Exercise objective: Every line from the one with "Return one point per instance of the white" to the final line of the listing below should be repeated exactly, and only those.

-- Extracted entries follows --

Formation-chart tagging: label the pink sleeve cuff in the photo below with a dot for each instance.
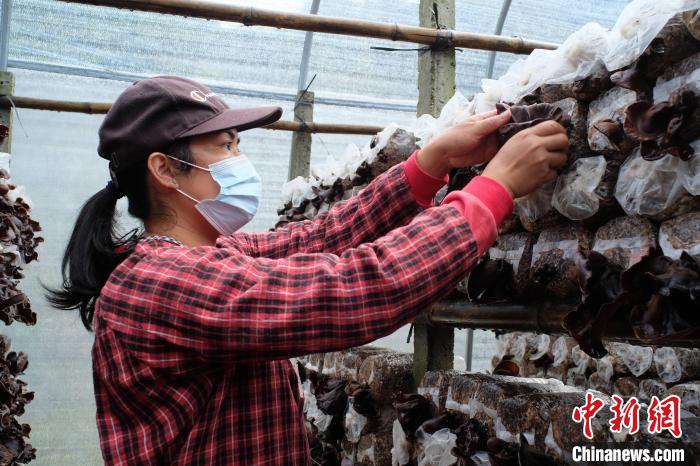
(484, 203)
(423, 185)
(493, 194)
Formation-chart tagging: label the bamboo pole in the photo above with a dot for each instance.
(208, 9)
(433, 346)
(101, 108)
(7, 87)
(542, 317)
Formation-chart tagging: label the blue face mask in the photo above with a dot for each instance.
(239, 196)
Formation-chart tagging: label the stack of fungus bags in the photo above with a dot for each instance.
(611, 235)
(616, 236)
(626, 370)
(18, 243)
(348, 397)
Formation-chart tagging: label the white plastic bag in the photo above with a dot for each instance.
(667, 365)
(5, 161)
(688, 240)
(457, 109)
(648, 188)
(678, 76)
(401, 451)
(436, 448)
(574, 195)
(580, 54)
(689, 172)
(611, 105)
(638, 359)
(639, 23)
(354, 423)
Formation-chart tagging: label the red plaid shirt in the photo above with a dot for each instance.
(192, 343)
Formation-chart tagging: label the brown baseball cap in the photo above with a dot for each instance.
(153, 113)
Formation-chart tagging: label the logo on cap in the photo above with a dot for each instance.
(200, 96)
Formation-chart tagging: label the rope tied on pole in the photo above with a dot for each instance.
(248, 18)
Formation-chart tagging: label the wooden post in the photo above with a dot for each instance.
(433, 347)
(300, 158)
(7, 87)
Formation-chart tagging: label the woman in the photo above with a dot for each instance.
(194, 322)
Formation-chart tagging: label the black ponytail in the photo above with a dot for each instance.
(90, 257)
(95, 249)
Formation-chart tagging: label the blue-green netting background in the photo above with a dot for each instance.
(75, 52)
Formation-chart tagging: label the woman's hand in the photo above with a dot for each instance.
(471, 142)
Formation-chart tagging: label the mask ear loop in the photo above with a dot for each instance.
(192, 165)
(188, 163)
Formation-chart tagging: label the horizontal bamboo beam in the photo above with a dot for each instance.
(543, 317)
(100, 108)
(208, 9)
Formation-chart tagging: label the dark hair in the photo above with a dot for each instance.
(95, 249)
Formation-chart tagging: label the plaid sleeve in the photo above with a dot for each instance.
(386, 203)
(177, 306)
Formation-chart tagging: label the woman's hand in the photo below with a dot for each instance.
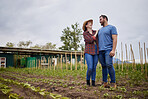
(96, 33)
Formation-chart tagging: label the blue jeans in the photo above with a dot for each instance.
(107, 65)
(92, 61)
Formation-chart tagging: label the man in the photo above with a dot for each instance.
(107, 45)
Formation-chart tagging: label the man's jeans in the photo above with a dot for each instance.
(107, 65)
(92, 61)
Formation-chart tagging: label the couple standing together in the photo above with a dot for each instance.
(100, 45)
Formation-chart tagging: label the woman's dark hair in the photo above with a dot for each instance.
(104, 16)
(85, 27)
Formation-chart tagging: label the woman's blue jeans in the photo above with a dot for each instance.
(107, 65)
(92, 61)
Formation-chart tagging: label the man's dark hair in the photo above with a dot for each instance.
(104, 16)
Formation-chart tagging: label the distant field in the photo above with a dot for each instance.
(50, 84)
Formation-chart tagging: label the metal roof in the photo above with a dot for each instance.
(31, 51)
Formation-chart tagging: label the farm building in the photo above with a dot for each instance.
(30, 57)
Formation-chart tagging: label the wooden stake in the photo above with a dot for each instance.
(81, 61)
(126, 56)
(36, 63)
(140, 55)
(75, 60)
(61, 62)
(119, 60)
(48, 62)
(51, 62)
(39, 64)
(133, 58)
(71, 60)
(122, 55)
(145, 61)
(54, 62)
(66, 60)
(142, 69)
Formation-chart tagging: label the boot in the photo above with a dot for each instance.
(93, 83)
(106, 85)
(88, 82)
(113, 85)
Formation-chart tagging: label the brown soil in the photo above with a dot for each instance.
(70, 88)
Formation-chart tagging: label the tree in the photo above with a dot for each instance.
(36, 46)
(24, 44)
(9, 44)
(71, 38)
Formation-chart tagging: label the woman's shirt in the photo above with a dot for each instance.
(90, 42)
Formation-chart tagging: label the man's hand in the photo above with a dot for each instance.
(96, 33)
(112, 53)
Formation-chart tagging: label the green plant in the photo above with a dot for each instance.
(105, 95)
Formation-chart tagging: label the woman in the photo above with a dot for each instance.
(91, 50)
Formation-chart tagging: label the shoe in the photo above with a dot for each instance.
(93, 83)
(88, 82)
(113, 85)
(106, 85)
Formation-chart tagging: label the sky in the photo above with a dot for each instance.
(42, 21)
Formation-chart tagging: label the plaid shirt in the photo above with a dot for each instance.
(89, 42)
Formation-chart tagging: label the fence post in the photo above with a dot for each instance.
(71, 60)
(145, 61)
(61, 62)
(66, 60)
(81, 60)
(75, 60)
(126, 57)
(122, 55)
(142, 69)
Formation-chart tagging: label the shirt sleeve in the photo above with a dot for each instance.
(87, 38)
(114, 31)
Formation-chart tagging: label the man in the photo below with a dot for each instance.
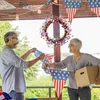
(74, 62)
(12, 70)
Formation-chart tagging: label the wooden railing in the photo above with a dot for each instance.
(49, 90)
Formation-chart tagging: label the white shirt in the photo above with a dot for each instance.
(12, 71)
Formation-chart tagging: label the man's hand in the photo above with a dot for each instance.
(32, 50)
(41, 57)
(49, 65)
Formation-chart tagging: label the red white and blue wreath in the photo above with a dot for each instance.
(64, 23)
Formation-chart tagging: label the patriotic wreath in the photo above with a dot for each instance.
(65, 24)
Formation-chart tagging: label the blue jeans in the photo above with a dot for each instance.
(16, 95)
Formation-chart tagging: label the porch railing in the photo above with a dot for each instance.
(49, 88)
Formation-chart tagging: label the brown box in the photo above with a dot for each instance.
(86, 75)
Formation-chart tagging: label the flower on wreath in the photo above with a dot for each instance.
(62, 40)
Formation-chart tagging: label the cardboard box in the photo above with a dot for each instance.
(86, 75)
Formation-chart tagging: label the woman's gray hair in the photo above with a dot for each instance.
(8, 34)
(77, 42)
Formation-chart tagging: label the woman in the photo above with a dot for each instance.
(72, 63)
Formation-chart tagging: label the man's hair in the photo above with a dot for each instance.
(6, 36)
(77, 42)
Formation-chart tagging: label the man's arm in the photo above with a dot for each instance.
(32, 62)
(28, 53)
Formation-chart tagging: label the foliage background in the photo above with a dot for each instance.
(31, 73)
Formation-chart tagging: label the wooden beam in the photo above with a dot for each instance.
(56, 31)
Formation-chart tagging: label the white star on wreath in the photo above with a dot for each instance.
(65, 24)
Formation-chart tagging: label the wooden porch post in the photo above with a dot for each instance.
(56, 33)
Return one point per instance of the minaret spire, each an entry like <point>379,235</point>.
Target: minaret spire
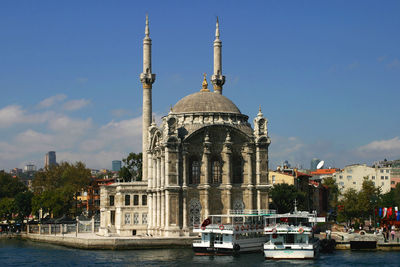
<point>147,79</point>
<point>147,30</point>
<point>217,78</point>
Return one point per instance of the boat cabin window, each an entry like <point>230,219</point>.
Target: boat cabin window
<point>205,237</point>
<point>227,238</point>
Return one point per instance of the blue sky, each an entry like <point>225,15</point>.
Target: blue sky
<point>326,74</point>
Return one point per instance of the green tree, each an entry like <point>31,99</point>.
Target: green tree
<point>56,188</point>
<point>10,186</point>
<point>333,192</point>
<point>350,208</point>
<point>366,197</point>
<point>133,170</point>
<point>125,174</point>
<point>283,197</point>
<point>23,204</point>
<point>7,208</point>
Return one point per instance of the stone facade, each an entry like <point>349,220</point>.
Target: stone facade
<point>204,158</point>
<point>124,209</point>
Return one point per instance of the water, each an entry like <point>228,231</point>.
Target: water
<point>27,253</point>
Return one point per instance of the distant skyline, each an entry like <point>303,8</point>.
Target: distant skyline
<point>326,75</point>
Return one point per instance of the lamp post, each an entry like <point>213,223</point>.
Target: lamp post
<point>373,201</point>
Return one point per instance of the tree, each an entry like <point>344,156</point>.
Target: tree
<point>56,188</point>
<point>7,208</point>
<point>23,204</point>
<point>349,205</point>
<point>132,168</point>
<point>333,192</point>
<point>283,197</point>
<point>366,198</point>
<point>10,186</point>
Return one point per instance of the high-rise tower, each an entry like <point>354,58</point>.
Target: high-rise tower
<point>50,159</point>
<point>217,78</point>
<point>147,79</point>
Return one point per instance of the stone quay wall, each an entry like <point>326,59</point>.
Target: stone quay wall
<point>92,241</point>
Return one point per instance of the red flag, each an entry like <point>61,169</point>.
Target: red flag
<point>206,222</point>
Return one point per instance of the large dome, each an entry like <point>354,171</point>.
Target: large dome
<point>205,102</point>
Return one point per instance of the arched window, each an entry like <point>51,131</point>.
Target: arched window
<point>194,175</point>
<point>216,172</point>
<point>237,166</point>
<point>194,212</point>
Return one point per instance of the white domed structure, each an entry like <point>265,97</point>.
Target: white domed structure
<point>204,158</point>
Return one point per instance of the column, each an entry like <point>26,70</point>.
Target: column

-- Extracted entries concluded --

Response to the task:
Return one point per instance of the white domed structure, each an entry like <point>265,97</point>.
Target: white domed structure
<point>204,158</point>
Return one point per instance of the column, each an entry like <point>26,70</point>.
Target: column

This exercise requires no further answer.